INSTRUCTIONS FOR THE TASK: Please reproduce every record, keeping each one exactly as written.

STUDY MATERIAL:
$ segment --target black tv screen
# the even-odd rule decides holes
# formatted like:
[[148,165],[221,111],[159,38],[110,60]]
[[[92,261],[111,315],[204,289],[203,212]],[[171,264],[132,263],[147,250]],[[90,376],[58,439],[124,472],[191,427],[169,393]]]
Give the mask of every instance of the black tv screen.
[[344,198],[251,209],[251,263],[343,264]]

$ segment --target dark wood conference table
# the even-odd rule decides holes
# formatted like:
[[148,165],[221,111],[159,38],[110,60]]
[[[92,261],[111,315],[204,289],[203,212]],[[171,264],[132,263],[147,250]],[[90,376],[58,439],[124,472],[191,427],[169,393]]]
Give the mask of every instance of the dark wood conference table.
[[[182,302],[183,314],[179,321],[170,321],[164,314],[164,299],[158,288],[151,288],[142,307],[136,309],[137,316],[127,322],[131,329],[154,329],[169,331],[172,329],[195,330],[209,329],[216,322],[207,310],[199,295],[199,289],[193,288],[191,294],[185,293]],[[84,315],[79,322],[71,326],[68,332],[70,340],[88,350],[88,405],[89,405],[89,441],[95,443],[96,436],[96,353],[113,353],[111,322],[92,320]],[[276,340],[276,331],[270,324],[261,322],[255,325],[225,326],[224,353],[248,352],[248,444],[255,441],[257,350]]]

SOLVED EXERCISE:
$ segment --target black tv screen
# the even-odd rule decides holes
# formatted like:
[[148,165],[221,111],[159,38],[110,60]]
[[[92,261],[111,315],[204,289],[203,212]],[[171,264],[132,263],[147,250]],[[90,376],[58,439],[124,472],[191,427],[169,393]]]
Give the mask of every instance of the black tv screen.
[[344,198],[251,209],[251,263],[343,264]]

$ segment --target dark wood conference table
# the even-odd rule decides holes
# formatted like:
[[148,165],[221,111],[159,38],[110,60]]
[[[92,261],[111,315],[204,289],[203,212]],[[171,264],[132,263],[147,250]],[[90,376],[58,439],[124,472],[191,427],[169,393]]]
Give the mask of every instance of the dark wood conference table.
[[[182,302],[183,314],[179,321],[170,321],[164,314],[164,299],[158,288],[151,288],[142,307],[136,309],[137,316],[127,322],[131,329],[154,329],[169,331],[172,329],[195,330],[209,329],[216,322],[207,310],[199,295],[199,289],[193,288],[191,294],[185,293]],[[84,315],[79,322],[71,326],[68,332],[70,340],[88,350],[88,405],[89,405],[89,441],[95,443],[96,436],[96,353],[113,353],[111,322],[92,320]],[[276,340],[276,331],[270,324],[261,322],[255,325],[225,326],[224,353],[248,352],[248,444],[255,441],[257,350]]]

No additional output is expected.